INPUT ROWS:
===============
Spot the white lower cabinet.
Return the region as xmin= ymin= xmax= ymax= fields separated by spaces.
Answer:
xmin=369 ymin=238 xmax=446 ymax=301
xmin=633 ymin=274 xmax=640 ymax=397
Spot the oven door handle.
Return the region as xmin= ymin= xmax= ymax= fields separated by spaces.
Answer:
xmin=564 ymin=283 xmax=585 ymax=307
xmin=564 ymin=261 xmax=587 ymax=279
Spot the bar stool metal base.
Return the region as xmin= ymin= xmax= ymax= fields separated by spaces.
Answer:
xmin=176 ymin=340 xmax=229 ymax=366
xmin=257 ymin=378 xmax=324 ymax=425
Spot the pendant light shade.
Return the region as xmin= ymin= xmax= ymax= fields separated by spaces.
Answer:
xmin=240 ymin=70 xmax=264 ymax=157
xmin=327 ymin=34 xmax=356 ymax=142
===============
PROBLEM DESCRIPTION: Could you format the records above as a two-column CSV with the headers instruction and region, giving one row per record? Put each record's text and its answer in a single quoted field, with line breaks replaced by spaces.

SOLUTION TO THE EXERCISE:
instruction,region
"Spot the white lower cabinet. Return the region as xmin= ymin= xmax= ymax= fields separated by spaces. Answer:","xmin=369 ymin=238 xmax=446 ymax=301 xmin=633 ymin=274 xmax=640 ymax=397"
"Spot the oven door handle. Return the region as xmin= ymin= xmax= ymax= fields separated by spaces. Answer:","xmin=564 ymin=283 xmax=585 ymax=307 xmin=564 ymin=261 xmax=587 ymax=279"
"Spot the bar stool metal base. Return the region as xmin= ymin= xmax= ymax= fields separated by spaces. Answer:","xmin=176 ymin=340 xmax=229 ymax=366 xmin=257 ymin=378 xmax=324 ymax=425"
"Spot the pendant light shade. Return the region as xmin= ymin= xmax= ymax= fields separated by spaces. Answer:","xmin=240 ymin=70 xmax=264 ymax=157 xmin=327 ymin=34 xmax=356 ymax=142"